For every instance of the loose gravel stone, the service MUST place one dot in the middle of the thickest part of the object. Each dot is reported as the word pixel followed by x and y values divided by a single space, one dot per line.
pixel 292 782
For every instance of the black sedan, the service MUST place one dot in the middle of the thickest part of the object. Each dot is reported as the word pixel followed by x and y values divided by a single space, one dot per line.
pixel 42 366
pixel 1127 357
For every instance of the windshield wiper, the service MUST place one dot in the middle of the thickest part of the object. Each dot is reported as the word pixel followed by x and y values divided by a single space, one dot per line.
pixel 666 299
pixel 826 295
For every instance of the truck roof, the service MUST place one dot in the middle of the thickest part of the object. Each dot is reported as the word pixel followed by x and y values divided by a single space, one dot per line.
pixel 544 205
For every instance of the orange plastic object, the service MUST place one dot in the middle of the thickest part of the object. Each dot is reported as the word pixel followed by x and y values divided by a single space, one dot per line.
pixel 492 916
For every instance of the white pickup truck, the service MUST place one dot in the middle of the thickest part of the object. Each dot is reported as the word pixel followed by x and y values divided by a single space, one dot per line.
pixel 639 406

#### [Objective]
Write out again, word for word, the stretch from the line containing "For every instance of the white" through the end of the items.

#### [Final result]
For every instance of the white pickup truck, the service MUST place one dot in the middle of the thickest part of the object. Each dot is reported as the word pixel followed by x and y values divided by a single space, one dot per line.
pixel 639 406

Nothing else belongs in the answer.